Extracted records:
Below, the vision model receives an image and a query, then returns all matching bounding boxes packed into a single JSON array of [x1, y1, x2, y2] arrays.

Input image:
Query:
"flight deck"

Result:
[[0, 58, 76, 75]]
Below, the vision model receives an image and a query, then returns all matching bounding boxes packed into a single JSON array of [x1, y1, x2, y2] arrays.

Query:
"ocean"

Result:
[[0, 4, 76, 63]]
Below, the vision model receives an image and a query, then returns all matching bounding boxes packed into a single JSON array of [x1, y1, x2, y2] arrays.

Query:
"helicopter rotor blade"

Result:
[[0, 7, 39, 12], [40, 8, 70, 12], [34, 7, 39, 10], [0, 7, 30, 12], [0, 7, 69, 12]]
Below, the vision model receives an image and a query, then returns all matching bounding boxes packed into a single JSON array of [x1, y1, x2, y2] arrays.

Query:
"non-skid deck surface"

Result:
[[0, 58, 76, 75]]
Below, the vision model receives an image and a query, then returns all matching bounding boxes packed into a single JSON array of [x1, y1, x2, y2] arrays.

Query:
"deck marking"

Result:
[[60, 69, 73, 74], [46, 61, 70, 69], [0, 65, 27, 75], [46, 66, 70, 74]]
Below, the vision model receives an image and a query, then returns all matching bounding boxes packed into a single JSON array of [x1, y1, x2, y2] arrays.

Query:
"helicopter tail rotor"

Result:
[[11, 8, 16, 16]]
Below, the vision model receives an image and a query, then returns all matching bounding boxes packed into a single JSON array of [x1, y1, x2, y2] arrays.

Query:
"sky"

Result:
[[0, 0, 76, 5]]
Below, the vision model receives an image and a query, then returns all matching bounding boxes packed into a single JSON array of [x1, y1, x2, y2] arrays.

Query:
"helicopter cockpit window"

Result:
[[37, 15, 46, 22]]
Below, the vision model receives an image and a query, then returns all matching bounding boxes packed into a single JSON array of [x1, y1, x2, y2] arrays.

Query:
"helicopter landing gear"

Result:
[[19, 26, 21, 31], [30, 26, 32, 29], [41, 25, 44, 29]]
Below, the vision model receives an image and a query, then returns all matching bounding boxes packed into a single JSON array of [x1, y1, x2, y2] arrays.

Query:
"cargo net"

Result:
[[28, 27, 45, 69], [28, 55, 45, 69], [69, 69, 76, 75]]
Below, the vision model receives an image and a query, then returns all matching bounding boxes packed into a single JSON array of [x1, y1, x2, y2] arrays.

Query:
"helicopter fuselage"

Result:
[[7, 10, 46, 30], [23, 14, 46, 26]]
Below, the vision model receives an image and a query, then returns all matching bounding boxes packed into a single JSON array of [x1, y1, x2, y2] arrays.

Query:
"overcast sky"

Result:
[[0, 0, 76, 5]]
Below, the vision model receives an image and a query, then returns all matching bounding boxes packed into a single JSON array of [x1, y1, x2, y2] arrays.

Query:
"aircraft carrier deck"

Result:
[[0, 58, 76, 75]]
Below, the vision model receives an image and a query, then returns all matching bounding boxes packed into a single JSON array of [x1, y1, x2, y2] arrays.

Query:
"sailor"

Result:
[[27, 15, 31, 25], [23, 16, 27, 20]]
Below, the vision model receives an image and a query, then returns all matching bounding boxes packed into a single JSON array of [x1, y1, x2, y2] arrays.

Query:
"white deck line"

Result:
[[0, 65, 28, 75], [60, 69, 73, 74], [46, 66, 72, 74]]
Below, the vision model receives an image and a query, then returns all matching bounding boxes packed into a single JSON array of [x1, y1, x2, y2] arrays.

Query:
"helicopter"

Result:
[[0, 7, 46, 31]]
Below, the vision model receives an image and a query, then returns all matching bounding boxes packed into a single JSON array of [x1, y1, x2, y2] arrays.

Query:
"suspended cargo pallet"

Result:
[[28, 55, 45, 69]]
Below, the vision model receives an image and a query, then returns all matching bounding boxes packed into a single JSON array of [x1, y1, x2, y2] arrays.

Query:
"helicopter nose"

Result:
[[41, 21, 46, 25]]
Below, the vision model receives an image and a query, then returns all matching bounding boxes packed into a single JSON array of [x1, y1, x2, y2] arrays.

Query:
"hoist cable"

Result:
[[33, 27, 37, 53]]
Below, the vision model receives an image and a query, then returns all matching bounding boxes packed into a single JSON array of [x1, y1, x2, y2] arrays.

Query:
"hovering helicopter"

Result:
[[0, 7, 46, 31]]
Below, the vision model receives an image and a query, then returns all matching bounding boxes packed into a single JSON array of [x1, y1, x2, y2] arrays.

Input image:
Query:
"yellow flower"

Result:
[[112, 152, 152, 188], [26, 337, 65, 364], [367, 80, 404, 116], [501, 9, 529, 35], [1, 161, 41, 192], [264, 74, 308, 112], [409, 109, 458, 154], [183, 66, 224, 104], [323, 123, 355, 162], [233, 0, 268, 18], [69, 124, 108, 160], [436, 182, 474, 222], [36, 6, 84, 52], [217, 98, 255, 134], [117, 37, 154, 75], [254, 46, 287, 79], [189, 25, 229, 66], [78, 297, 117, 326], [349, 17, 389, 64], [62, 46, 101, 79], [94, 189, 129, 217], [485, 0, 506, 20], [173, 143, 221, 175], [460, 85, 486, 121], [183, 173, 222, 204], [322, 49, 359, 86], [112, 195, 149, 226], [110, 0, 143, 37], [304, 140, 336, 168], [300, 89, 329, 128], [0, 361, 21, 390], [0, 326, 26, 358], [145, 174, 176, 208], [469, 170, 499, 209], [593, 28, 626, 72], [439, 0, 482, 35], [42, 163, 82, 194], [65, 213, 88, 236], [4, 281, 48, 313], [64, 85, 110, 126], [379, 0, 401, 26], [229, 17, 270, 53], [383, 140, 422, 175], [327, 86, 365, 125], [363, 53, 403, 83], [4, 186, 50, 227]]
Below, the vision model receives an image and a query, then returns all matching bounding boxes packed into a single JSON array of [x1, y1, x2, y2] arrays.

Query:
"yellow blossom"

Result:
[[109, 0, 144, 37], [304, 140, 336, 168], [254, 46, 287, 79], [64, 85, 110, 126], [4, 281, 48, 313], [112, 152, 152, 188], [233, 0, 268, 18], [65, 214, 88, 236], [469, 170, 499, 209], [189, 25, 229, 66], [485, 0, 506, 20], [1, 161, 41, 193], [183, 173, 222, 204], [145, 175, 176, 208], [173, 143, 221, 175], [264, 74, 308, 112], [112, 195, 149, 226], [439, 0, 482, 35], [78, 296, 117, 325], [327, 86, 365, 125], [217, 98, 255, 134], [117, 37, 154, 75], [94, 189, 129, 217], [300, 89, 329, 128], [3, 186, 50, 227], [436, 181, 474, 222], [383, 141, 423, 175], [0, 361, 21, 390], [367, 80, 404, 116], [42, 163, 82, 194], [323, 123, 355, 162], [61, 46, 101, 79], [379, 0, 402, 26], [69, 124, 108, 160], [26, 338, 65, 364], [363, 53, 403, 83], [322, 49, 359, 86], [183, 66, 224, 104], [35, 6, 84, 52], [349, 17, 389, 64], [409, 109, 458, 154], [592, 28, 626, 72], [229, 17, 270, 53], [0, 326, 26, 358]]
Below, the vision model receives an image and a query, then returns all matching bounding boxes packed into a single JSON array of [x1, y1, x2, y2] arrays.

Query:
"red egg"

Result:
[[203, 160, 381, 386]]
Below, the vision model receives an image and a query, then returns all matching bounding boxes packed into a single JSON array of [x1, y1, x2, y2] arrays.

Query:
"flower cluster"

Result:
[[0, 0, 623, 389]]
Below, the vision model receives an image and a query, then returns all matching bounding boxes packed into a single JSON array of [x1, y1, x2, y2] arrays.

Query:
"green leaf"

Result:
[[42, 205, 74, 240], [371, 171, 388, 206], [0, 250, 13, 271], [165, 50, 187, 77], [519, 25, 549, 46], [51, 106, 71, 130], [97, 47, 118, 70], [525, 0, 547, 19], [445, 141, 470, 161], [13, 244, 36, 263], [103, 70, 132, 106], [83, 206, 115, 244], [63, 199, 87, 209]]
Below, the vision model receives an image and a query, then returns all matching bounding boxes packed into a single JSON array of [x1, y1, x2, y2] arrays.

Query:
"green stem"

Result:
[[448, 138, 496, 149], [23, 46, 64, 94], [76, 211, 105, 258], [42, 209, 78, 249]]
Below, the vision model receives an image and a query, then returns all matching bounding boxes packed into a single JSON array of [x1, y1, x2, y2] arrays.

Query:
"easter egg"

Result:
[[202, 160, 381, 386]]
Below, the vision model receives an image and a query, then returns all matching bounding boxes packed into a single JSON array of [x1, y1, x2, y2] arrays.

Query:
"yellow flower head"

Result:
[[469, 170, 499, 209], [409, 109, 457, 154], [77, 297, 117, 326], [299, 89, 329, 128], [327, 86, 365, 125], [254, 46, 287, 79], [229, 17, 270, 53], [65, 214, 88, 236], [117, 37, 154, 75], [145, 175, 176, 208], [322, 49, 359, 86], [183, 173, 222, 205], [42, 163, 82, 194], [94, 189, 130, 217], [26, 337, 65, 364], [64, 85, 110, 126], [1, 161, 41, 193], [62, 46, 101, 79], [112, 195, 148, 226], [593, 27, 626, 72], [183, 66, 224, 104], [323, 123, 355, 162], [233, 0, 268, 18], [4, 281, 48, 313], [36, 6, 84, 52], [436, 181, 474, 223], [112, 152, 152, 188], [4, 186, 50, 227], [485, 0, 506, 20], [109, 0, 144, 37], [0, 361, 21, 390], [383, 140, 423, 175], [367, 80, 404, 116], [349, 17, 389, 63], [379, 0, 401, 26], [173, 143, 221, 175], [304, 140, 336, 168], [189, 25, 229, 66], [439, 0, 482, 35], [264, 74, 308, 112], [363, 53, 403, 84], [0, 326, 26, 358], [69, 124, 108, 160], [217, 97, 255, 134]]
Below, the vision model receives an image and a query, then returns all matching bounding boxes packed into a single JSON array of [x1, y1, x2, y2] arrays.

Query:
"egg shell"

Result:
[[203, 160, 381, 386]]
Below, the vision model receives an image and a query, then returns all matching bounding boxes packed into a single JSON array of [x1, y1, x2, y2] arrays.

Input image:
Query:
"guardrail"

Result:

What to produce
Each line above that holds the string "helicopter" should be copied and shown.

Task solution
"helicopter rotor blade"
"helicopter tail rotor"
"helicopter cockpit window"
"helicopter landing gear"
"helicopter fuselage"
"helicopter"
"helicopter nose"
"hovering helicopter"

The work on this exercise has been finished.